Source information Start Marker

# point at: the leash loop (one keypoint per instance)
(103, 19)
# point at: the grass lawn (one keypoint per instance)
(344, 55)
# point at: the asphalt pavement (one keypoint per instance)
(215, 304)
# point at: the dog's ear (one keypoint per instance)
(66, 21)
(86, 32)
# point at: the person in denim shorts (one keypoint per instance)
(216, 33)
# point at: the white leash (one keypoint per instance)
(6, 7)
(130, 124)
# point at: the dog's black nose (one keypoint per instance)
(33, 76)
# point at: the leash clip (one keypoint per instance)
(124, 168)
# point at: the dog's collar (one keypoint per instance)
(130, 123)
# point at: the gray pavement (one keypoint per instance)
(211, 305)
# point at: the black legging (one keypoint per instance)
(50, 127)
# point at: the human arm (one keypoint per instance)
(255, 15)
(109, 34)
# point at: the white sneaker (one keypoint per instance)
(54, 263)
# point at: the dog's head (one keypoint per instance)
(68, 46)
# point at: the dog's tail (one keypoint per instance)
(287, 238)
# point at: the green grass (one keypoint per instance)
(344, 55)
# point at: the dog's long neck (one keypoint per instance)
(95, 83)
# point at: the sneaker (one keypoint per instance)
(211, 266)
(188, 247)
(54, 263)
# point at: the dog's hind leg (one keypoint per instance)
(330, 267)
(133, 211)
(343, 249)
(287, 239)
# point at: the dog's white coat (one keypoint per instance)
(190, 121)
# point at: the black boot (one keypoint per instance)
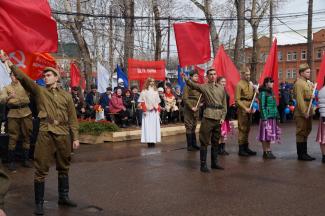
(194, 143)
(39, 197)
(249, 151)
(203, 160)
(189, 142)
(305, 151)
(26, 163)
(221, 149)
(300, 152)
(242, 151)
(214, 159)
(63, 187)
(11, 160)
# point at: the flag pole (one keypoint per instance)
(311, 99)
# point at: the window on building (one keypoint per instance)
(280, 56)
(294, 74)
(319, 54)
(303, 55)
(289, 57)
(294, 56)
(288, 76)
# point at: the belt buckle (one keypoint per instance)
(55, 122)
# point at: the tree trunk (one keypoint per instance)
(157, 29)
(309, 35)
(239, 49)
(128, 32)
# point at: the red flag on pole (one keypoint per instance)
(321, 74)
(193, 43)
(27, 25)
(74, 75)
(226, 68)
(271, 69)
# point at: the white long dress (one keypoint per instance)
(150, 130)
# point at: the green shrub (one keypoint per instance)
(96, 128)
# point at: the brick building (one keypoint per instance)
(292, 51)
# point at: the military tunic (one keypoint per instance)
(19, 115)
(58, 120)
(303, 92)
(216, 109)
(190, 99)
(243, 97)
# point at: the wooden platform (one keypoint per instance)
(134, 134)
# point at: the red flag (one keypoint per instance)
(74, 75)
(32, 64)
(226, 68)
(27, 25)
(201, 74)
(193, 43)
(321, 75)
(271, 69)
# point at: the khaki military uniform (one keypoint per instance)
(303, 92)
(243, 97)
(216, 109)
(19, 115)
(57, 121)
(4, 186)
(190, 99)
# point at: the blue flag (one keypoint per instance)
(122, 75)
(180, 80)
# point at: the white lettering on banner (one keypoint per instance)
(19, 62)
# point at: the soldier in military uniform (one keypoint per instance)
(4, 186)
(214, 115)
(243, 97)
(191, 114)
(303, 93)
(20, 123)
(58, 120)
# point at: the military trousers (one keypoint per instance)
(209, 131)
(4, 186)
(303, 128)
(244, 126)
(20, 127)
(190, 120)
(51, 147)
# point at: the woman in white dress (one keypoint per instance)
(149, 103)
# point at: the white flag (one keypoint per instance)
(4, 76)
(102, 78)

Source information End Marker

▶ Task to complete
Please give the entries again word for word, without any pictures.

▶ Exercise answer
# point at: the leash loop (one keypoint per instance)
(103, 19)
# point at: the grass lawn (one keypoint per instance)
(344, 55)
# point at: the asphalt pavement (one keypoint per instance)
(215, 304)
# point at: the dog's ear (one keypoint per instance)
(66, 21)
(86, 32)
# point at: the person in denim shorts (one keypoint per instance)
(216, 33)
# point at: the white leash (one keypoint per instance)
(6, 7)
(130, 124)
# point at: the dog's black nose (one keypoint per instance)
(33, 76)
# point at: the leash clip (one keypoint per instance)
(124, 168)
# point at: the dog's collar (one keypoint per instance)
(130, 123)
# point at: the gray pavement (one keypoint per instance)
(211, 305)
# point at: the black legging (one keypoint per instance)
(50, 127)
# point at: the human arm (one keypoint per instance)
(255, 15)
(109, 34)
# point at: the white sneaker (one keypoint per instance)
(54, 263)
# point at: the dog's head (one keypoint per instance)
(68, 46)
# point at: the dog's tail (one keypoint per instance)
(287, 238)
# point at: the green grass (one keypoint per instance)
(344, 55)
# point at: the dog's long neck (one keypoint per instance)
(95, 83)
# point at: the sneaker (one keypoint per instance)
(211, 266)
(188, 247)
(54, 263)
# point at: the dog's hind leg (one keypoint per instance)
(330, 267)
(133, 211)
(343, 249)
(287, 239)
# point at: the dog's white coat (one keypoint per instance)
(190, 121)
# point at: the black boot (one keypoint per instance)
(194, 143)
(39, 197)
(249, 151)
(203, 160)
(189, 142)
(305, 151)
(26, 163)
(221, 149)
(300, 152)
(242, 151)
(214, 159)
(63, 187)
(11, 160)
# point at: the flag pole (one keypoint per instance)
(311, 99)
# point at: the window on building (one keypoint per instance)
(280, 56)
(294, 74)
(319, 54)
(303, 55)
(289, 57)
(294, 56)
(288, 76)
# point at: the belt buckle (one keypoint per instance)
(55, 122)
# point at: the tree trunk (one keypoint per instance)
(157, 29)
(309, 35)
(239, 49)
(128, 32)
# point at: the red flag on pole (one keypoint per instance)
(321, 74)
(193, 43)
(27, 25)
(74, 75)
(226, 68)
(271, 69)
# point at: the white long dress (one keypoint per instance)
(150, 130)
# point at: the green shrub (one keypoint per instance)
(96, 128)
# point at: the brick building (one keypoint per instance)
(292, 51)
# point at: the military tunic (one keypoint per instance)
(19, 115)
(58, 120)
(303, 92)
(216, 109)
(190, 99)
(243, 97)
# point at: the wooden platform (one keypoint per instance)
(134, 134)
# point at: the red flag (one keypoint per instance)
(74, 75)
(32, 64)
(226, 68)
(27, 25)
(201, 74)
(193, 43)
(321, 75)
(271, 69)
# point at: the khaki military uniform (one keypoint per instance)
(303, 92)
(243, 97)
(216, 109)
(19, 115)
(57, 121)
(4, 186)
(190, 99)
# point at: the blue flag (one keypoint per instance)
(122, 75)
(180, 80)
# point at: the white lettering on banner (one keypoint per instance)
(19, 62)
# point at: the soldier in military uniform (one keypoint per instance)
(4, 186)
(214, 115)
(243, 97)
(191, 114)
(303, 93)
(20, 123)
(58, 120)
# point at: the military trousers (one keypoint per instance)
(209, 131)
(4, 186)
(303, 128)
(244, 126)
(20, 127)
(190, 120)
(51, 147)
# point at: the woman in white dress (one keypoint per instance)
(149, 103)
# point at: the white flag (one keypoint per instance)
(4, 76)
(102, 78)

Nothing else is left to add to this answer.